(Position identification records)

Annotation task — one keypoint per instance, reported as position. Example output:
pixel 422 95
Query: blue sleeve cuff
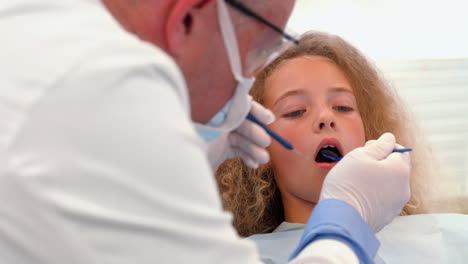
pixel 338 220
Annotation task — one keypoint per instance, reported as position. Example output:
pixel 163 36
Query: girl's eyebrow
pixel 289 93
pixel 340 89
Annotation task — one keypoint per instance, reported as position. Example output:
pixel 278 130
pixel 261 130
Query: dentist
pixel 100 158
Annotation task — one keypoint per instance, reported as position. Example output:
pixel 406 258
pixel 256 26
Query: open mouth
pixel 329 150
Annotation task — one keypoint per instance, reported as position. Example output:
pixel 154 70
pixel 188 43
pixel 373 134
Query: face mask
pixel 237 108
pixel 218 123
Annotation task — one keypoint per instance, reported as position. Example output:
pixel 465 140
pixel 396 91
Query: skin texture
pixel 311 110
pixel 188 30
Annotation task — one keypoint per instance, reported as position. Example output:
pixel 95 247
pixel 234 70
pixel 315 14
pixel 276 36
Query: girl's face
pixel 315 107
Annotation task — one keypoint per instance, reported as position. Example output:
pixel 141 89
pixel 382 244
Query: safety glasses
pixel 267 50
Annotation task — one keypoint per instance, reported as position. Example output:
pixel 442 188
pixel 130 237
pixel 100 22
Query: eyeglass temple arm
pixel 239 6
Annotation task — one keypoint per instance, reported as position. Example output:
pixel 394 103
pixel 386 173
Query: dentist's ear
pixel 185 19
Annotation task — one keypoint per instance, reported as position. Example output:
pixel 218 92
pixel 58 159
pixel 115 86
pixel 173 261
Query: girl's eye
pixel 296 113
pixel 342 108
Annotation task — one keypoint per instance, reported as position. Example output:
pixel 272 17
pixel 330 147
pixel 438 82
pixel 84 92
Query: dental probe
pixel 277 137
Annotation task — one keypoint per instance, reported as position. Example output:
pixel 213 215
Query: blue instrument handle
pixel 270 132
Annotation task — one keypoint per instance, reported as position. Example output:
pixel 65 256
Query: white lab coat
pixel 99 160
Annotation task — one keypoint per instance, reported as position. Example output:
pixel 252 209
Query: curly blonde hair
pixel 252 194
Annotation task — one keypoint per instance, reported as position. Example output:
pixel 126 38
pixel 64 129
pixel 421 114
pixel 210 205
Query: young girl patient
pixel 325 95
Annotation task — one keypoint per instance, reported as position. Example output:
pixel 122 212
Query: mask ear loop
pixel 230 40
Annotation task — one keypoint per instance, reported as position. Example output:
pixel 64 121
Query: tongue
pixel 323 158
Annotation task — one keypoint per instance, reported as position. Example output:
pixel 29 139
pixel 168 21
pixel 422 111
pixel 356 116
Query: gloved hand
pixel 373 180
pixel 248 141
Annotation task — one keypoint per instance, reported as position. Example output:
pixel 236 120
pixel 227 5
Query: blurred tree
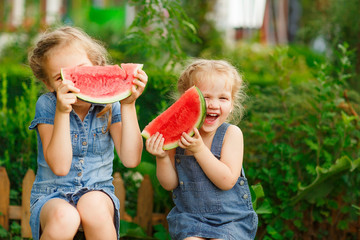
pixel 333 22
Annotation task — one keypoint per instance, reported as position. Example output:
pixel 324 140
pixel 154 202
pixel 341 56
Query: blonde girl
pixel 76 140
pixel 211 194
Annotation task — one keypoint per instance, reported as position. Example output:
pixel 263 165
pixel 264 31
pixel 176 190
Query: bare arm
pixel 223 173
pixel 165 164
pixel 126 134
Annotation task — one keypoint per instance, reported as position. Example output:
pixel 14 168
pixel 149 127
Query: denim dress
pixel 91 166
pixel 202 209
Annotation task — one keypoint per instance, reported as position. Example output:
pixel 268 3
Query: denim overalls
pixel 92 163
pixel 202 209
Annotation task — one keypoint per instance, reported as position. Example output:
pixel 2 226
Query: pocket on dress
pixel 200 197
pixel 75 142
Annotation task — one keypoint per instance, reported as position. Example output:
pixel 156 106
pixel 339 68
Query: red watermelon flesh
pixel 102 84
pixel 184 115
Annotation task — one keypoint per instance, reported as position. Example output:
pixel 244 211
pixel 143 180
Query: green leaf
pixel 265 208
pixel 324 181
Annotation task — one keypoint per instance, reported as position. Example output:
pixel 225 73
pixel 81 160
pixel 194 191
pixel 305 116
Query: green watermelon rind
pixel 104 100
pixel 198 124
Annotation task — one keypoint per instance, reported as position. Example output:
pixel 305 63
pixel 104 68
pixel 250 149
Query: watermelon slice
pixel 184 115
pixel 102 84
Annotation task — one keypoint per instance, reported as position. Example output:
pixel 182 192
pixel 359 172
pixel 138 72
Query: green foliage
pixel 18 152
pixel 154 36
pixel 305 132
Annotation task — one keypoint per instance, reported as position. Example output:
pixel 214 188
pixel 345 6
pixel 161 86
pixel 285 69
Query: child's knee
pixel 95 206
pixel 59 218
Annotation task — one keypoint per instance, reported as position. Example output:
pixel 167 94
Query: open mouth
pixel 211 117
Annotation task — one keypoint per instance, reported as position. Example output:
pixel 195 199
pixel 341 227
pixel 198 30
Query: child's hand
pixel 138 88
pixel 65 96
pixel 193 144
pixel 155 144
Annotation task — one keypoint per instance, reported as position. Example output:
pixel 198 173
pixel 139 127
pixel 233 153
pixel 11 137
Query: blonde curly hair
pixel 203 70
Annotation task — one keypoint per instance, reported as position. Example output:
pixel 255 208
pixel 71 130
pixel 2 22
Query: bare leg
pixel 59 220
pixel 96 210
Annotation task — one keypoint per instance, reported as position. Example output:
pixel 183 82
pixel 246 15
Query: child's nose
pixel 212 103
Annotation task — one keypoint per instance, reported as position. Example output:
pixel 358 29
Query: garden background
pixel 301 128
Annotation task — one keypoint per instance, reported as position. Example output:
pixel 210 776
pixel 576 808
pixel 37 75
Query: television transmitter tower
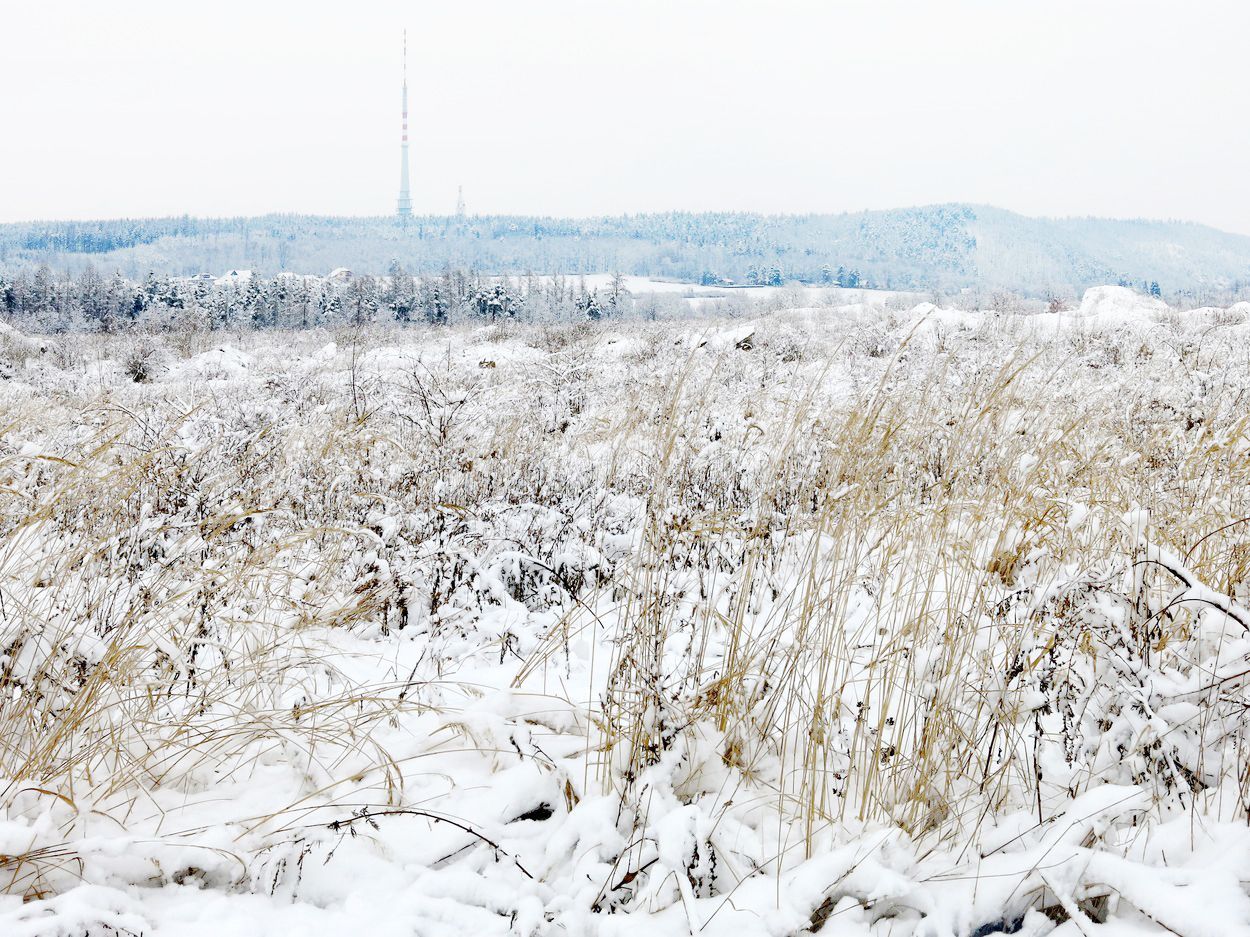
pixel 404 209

WRITTEN TASK:
Rewrite the entire listing with "Query" replaced by "Target" wherever it occurs, changing nothing else. Omit the pictures.

PROBLEM SOLUTION:
Annotation task — one keypoint per instance, reported as position. Example output:
pixel 422 95
Target: blue sleeve cuff
pixel 338 220
Annotation task — one keypoint per instance, reported as position. Example output:
pixel 163 36
Target: girl's eyebrow
pixel 289 93
pixel 340 89
Annotation task — one keypoint per instance, reported as position. Example output:
pixel 278 130
pixel 261 130
Target: dentist
pixel 100 158
Annotation task — one keypoint per instance, reported as position. Example output:
pixel 406 258
pixel 256 26
Target: open mouth
pixel 329 150
Annotation task — one keypoint per instance, reported as position. Example output:
pixel 154 70
pixel 188 43
pixel 373 134
Target: face mask
pixel 237 108
pixel 218 123
Annotation task — one keypoint per instance, reported as position. Example output:
pixel 465 140
pixel 396 91
Target: skin texture
pixel 311 110
pixel 188 30
Annotation task — one keypoint per instance, reported as position. Example output:
pixel 95 247
pixel 234 70
pixel 315 14
pixel 276 36
Target: girl's face
pixel 315 107
Annotation task — one keypoint per instance, reported as position. Example output:
pixel 141 89
pixel 382 244
Target: safety glasses
pixel 267 50
Annotation task — one keypoint per instance, reported as position. Example output:
pixel 442 188
pixel 130 237
pixel 100 22
Target: eyeglass temple arm
pixel 239 6
Annotation task — one keypoint per instance, reported as position. Example output:
pixel 394 103
pixel 386 173
Target: dentist's ear
pixel 185 19
Annotation task — one keypoint per instance, reported as position. Example output:
pixel 218 92
pixel 58 159
pixel 115 86
pixel 173 261
Target: girl's eye
pixel 296 113
pixel 342 108
Annotation task — one keypoint per instance, reported as position. Example output:
pixel 272 17
pixel 330 147
pixel 438 82
pixel 84 92
Target: dental probe
pixel 277 137
Annotation task — one keypoint per instance, reported as position. Example output:
pixel 213 215
Target: blue instrument handle
pixel 270 132
Annotation task — one keypoint per instance, reported as position. Example output:
pixel 65 256
Target: white lab coat
pixel 99 160
Annotation task — one keypoint per instance, reported as position. Example output:
pixel 252 209
Target: curly blonde hair
pixel 252 194
Annotation task — one keypoint per instance, reported as position. Example output:
pixel 126 38
pixel 64 129
pixel 421 114
pixel 210 205
Target: young girl patient
pixel 325 95
Annotation task — one keypoint per instance, reported as position. Example output:
pixel 122 212
Target: mask ear loop
pixel 230 40
Annotation task — one keypoint per instance, reported as position. Example output:
pixel 64 121
Target: tongue
pixel 323 158
Annotation task — one keypoint per instance, reported as position. Example output:
pixel 29 139
pixel 168 21
pixel 422 111
pixel 356 116
Target: gloved hand
pixel 373 180
pixel 248 141
Annotation task — one keypoint per instance, reported as position. Example output:
pixel 236 120
pixel 227 5
Target: blurred tree
pixel 333 22
Annotation task — one keypoint per instance, reported as position. Example output:
pixel 324 140
pixel 154 202
pixel 341 56
Target: blonde girl
pixel 76 140
pixel 211 194
Annotation task — one keypoint per instance, reported as position. Example output:
pixel 263 165
pixel 264 31
pixel 176 190
Target: bare arm
pixel 223 173
pixel 165 164
pixel 126 134
Annotation task — one keypoint per instance, reported as position. Example output:
pixel 14 168
pixel 149 127
Target: denim dress
pixel 91 166
pixel 202 209
Annotation task — one keypoint per instance, reported as position. Example output:
pixel 268 3
Target: denim overalls
pixel 92 163
pixel 202 209
Annotation task — one keypoint per instance, reported as position. Example output:
pixel 2 226
Target: pocket on dress
pixel 200 197
pixel 75 142
Annotation task — one keypoint per instance, reported as position. Example output:
pixel 156 106
pixel 339 68
Target: red watermelon flesh
pixel 102 84
pixel 184 115
Annotation task — one keypoint per instance, reported as position. Example output:
pixel 244 211
pixel 143 180
Target: green leaf
pixel 265 208
pixel 324 181
Annotation task — one keypoint per instance, reported as position. Example output:
pixel 225 73
pixel 81 160
pixel 194 191
pixel 305 116
Target: green watermelon rind
pixel 104 100
pixel 198 124
Annotation task — one keypoint per instance, reported as position. Example output:
pixel 305 63
pixel 104 68
pixel 250 149
Target: watermelon slice
pixel 184 115
pixel 102 84
Annotation task — one keypoint per instance, reported as position. Example output:
pixel 182 192
pixel 359 172
pixel 138 72
Target: green foliage
pixel 18 152
pixel 154 36
pixel 305 132
Annotation task — one keypoint per instance, reported as position. Example output:
pixel 214 188
pixel 345 6
pixel 161 86
pixel 285 69
Target: child's knee
pixel 95 206
pixel 59 218
Annotation task — one keypoint per instance, reported as position. Example output:
pixel 167 94
Target: open mouth
pixel 211 117
Annotation task — one keypoint per instance, reported as position. Example output:
pixel 195 199
pixel 341 227
pixel 198 30
Target: child's hand
pixel 138 88
pixel 65 96
pixel 193 144
pixel 155 144
Annotation task — one keypoint per instance, reported as position. Example output:
pixel 198 173
pixel 139 127
pixel 233 153
pixel 11 137
Target: blonde curly hair
pixel 203 70
Annotation task — one keypoint per instance, reported as position. Example output:
pixel 255 208
pixel 71 130
pixel 2 22
Target: bare leg
pixel 59 220
pixel 96 210
Annotation task — one keypoint per instance, reported as position. Example output:
pixel 183 82
pixel 246 15
Target: child's nose
pixel 212 103
Annotation task — one keypoint per instance, reported as position. Example output:
pixel 358 29
Target: garden background
pixel 301 128
Annotation task — one keypoint per instance, reported as position. Example output:
pixel 210 776
pixel 576 808
pixel 37 75
Target: television transmitter tower
pixel 404 209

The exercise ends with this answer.